> Dataset rows
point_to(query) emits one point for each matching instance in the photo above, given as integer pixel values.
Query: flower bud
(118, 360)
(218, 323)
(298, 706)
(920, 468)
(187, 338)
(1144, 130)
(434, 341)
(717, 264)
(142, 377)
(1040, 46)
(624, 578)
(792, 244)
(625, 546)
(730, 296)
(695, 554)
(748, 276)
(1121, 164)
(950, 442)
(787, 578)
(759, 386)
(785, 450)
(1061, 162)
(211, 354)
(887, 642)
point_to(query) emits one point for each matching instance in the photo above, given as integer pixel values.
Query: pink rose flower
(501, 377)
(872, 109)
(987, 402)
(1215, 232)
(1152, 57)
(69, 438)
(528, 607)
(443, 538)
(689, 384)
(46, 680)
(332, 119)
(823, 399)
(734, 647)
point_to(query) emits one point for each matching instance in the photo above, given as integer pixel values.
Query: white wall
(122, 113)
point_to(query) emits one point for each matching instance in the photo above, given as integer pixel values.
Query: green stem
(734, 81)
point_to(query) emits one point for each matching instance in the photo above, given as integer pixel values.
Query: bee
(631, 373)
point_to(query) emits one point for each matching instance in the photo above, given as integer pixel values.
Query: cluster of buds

> Exercise prompt
Rewrite every line of all the items with each instance of "integer pixel values" swapped for "whole-number pixel coordinates", keeping everything else unchanged.

> Response
point_to(query) emits one point for each matching instance in the photo above, given as whole-number pixel coordinates.
Query: flower bud
(118, 360)
(218, 323)
(298, 706)
(920, 468)
(187, 338)
(1144, 130)
(434, 341)
(717, 264)
(142, 377)
(1040, 46)
(624, 578)
(792, 244)
(625, 546)
(730, 296)
(695, 554)
(748, 276)
(1121, 164)
(950, 442)
(787, 578)
(759, 386)
(785, 450)
(1061, 162)
(211, 354)
(887, 642)
point_to(query) emits one point for each matching instance in the photo above, given as whole-number pixel coordinates.
Query: pink rose flower
(501, 377)
(872, 109)
(987, 402)
(1215, 232)
(1152, 57)
(69, 438)
(528, 607)
(443, 538)
(689, 384)
(46, 680)
(332, 119)
(823, 399)
(734, 647)
point_to(query) emits one point for each matching instance in the photo above, given as whole-number pixel coordinates.
Query: white wall
(122, 113)
point_to(query) emits one point for each matching instance in the photo above, given as whole-number pixel coordinates.
Query: green stem
(734, 81)
point_to(query) emits one point for each matching instance in the photo above, given as whole-number pixel coordinates.
Query: bee
(631, 373)
point_to(query) emits one point for each matching instance in the photo above, given as whole-number pixel coordinates.
Query: cluster of buds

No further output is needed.